## start Records shown

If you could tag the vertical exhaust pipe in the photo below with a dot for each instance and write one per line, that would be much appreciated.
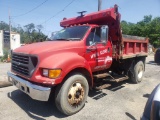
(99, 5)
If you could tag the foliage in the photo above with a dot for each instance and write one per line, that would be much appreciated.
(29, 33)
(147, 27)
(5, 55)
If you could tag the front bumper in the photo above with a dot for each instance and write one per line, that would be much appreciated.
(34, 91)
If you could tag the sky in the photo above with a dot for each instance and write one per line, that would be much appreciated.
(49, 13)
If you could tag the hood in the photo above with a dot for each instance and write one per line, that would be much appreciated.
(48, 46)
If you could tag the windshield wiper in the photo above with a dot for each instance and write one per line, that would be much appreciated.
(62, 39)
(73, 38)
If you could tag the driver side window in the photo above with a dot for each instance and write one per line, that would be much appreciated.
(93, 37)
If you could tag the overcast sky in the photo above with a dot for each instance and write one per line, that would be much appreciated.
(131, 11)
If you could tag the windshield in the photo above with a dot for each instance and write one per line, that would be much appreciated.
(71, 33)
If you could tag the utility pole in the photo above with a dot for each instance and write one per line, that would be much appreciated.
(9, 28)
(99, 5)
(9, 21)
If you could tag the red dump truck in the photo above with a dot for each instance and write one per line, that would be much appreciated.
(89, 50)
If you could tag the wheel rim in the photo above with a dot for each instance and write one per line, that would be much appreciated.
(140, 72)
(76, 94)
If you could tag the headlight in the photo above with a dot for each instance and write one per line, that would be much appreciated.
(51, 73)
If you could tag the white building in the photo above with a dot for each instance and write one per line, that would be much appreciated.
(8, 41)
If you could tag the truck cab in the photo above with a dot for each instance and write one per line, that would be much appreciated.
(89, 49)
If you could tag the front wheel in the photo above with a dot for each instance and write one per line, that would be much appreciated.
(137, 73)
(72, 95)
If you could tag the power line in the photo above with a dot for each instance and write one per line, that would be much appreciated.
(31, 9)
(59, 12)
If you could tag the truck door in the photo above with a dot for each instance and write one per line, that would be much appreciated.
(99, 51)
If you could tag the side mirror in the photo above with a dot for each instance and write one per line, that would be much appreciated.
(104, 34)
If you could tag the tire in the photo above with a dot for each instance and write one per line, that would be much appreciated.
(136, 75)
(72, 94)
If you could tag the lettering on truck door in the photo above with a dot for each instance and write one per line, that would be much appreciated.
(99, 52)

## end Records shown
## start Records shown

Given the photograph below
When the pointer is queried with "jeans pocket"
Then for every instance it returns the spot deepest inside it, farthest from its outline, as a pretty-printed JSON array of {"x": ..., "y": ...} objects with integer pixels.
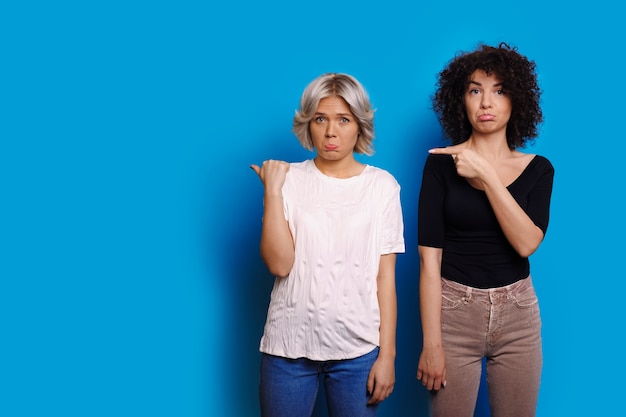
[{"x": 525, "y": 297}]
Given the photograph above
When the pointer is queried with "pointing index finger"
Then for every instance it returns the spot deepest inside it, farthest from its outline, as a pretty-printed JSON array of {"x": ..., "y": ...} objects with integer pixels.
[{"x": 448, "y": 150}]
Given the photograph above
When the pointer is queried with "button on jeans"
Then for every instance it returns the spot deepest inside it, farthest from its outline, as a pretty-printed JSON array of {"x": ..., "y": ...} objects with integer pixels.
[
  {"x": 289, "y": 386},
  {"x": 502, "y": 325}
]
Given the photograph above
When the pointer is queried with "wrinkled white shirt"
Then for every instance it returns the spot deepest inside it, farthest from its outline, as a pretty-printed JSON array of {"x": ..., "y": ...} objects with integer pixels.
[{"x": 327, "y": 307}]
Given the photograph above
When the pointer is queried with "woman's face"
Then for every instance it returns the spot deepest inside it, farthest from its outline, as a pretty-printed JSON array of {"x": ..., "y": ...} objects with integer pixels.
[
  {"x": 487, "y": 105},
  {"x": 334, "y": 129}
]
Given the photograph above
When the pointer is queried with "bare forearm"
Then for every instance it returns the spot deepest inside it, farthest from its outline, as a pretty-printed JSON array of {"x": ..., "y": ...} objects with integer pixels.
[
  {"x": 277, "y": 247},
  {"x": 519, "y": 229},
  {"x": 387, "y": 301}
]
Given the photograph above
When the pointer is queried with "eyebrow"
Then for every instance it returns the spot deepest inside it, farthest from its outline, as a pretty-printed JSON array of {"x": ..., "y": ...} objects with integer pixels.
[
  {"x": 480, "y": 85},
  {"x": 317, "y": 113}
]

## end Records shown

Aim: Extract each line of the records above that contains the word "wheel", matching case exactly.

Written answer:
If you could tag the wheel rim in the photo above with a dot for each instance and write one per line, that would be much appreciated.
If you could tag the front wheel in the photo above with a dot for each instance and write one per line, that would be much appreciated.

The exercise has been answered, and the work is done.